Stored dataset items
▶
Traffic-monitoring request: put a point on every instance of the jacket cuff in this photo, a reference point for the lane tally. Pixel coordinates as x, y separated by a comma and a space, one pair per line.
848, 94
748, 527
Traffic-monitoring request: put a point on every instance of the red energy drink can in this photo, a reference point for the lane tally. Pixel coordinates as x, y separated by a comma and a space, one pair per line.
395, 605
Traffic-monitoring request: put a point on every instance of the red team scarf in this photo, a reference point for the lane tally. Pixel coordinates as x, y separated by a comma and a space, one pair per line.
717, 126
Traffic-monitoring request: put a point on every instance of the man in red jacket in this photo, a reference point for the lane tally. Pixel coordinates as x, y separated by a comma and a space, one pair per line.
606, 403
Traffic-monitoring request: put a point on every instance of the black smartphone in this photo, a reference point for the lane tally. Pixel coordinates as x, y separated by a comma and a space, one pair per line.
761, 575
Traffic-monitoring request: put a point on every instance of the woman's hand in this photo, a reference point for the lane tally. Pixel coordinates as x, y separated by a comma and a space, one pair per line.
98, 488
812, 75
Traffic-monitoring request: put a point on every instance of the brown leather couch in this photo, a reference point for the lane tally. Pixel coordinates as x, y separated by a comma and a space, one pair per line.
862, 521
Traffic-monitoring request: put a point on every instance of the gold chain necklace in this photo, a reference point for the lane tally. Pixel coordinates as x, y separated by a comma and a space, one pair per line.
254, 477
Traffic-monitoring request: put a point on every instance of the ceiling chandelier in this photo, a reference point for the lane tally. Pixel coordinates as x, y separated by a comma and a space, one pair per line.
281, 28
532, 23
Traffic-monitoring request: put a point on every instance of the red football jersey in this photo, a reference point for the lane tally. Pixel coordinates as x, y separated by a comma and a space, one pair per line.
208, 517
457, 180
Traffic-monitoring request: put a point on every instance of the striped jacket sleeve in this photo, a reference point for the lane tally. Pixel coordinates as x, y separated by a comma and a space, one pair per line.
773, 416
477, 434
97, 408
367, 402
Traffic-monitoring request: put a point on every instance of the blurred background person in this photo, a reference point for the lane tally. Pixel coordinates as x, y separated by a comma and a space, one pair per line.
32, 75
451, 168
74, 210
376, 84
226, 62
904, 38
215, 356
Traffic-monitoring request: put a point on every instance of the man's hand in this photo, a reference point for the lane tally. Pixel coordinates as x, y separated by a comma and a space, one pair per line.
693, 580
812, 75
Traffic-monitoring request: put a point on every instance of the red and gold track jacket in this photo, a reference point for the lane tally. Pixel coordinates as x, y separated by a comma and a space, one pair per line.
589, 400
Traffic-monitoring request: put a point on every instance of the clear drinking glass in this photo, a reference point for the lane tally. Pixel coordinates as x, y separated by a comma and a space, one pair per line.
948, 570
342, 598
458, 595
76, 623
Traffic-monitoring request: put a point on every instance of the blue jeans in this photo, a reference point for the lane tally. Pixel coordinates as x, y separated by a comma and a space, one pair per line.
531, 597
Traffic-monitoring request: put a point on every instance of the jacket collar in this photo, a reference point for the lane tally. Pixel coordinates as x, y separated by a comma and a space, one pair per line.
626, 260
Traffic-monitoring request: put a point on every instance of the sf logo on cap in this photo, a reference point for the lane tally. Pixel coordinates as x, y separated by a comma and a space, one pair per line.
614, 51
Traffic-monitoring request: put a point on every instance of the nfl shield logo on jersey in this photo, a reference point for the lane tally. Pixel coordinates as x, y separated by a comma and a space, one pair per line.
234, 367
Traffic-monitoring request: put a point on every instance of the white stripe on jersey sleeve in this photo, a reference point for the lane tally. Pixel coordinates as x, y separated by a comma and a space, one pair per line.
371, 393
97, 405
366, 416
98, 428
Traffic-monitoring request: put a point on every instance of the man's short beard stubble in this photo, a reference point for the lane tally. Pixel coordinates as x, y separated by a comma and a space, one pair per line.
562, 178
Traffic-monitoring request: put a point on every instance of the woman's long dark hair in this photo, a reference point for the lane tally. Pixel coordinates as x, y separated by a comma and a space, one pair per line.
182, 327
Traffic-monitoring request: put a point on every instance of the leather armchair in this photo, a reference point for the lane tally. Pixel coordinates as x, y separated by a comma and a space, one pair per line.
◀
#### WHAT YOU NEED TO DO
Set down the listing above in full, please, exactly as it appears.

#### RESULT OF THE TASK
Traffic-monitoring request: put a point on every instance of the jacket cuff in this photo, a reference point for the lane tally. Pixel coordinates as x, y separated by a comma and a space, one pair per line.
848, 94
748, 527
Traffic-monitoring request: put a point on every instance of the red energy drink can in this photo, a reference point for the lane tally. Pixel coordinates as x, y separated by a comma and a space, one pair per line.
395, 605
Traffic-monitoring request: put a point on every instance of the red team scarf in this photo, a reference point for the lane tally. Pixel coordinates as x, y separated by a comma and a space, one pair per line.
717, 126
Traffic-monitoring request: put a point on every instance of the man in red jacket in this photo, a reference point for the lane tally. Pixel coordinates as x, y separated by a comma and a space, one pair per line.
606, 403
Traffic-monitoring request: put a point on every instance of the black smartphone in this photo, a reference point for the lane tally. Pixel coordinates as x, y separated by a comma and a space, one pair per line.
761, 575
Traffic-monitoring request: put a point on every instance of the woman's hand in this photo, a reference point for the lane tally. Pixel coordinates as x, y separated by a comma and a space, one pair per line.
98, 488
812, 75
Traffic-monitoring request: put a point on every instance of the brown leather couch in this photo, a reference point for the lane tally. Pixel coordinates as x, y separated by a comma and a space, one pair per line.
862, 521
Traffic-monitoring request: put a point on every instance of the gold chain necklace in this photo, a reference point for the lane tally. Pixel coordinates as x, y separated by a comma and a space, one pair per line.
254, 477
Traffic-monitoring request: put a point on every instance of the ceiling chandelier in this photo, a reference point for the lane tally. Pixel coordinates as x, y separated by a comma and a space, one pair per line.
281, 28
532, 23
Traffic-monitoring request: put a point on every instance of the red football jersey in this photo, a reference point for the lane tally. Pixel coordinates as x, y separated by a comma and a space, one pair per line.
208, 517
457, 180
Traffic-monitoring request: put a point on every instance of the striped jacket sleeve in this photo, a reference point for the lane tally. Pixel coordinates as x, y separated by a comma and a space, one pair per line.
773, 416
477, 434
97, 408
367, 402
Traffic-monitoring request: put a point on every instance of the blurred background person in this photo, a reference point for the lane tally. Pixel coordinates as x, y separated by a comma and a space, one pair per line.
32, 75
451, 168
74, 210
376, 84
226, 62
904, 38
215, 356
Traffic-monitoring request: put a point on every instance of the man's hand in this photo, a reference point for the lane tally. Pixel coordinates as x, y separated by a comma and a space, one pair per line.
693, 580
812, 75
Traffic-monitoring request: put a point on every instance of the red and gold track jacket in this photo, a reference point for the lane tally. Pixel coordinates as x, y separated by a comma and a space, one pair per line.
589, 400
Traffic-monitoring request: put a point on every instance of the clear drinking glass in this photo, a reference point for the lane tally. Pixel coordinates as x, y separated by a comma and a space, one pair per line.
948, 570
342, 598
458, 595
76, 623
Traffic-monitoring request: put a point on every instance of the blue jeans in this photo, a reference point for the lane tally. Pixel coordinates as x, y separated by a comma and a space, one pair per line.
531, 597
Traffic-monitoring request: put a point on every instance of the jacket collar in this photo, a reference point for the lane tally. Pixel coordinates as x, y separated by a comma and a space, one pair per line.
626, 260
Traffic-monitoring request: put a point on every instance of the sf logo on cap in this photo, a reference point for the lane tally. Pixel coordinates as x, y separated by a comma and a space, one pair per line.
614, 51
Traffic-monitoring request: put a point on every instance of the nfl shield logo on jersey in this photo, a reference point for the lane tally. Pixel coordinates as x, y separated by a comma and a space, one pair per line.
234, 367
Traffic-monitoring request: put a point on every instance of the white stripe on jersey sleeve in this photo, a reference point for the lane tally. Pixel coordinates as x, y separated by a comma and a space, one pair per line.
371, 393
97, 405
366, 416
98, 428
Traffic-monitoring request: put a point on every instance of the man's short beard stubble in this photo, a reference point for the lane tally. Pixel coordinates as x, y separated by a comma and a space, one pair per line.
562, 178
Traffic-monitoring request: put a point on every instance of the woman's long dark hair in this photo, a reference point for the lane tally. Pixel coordinates as x, y separated by a comma and a space, one pair per line.
182, 327
Traffic-monitoring request: put a point on every instance of the leather armchair in this photo, a reference point for the lane tally. Pixel coordinates as x, y separated by a comma and a space, one pair per line.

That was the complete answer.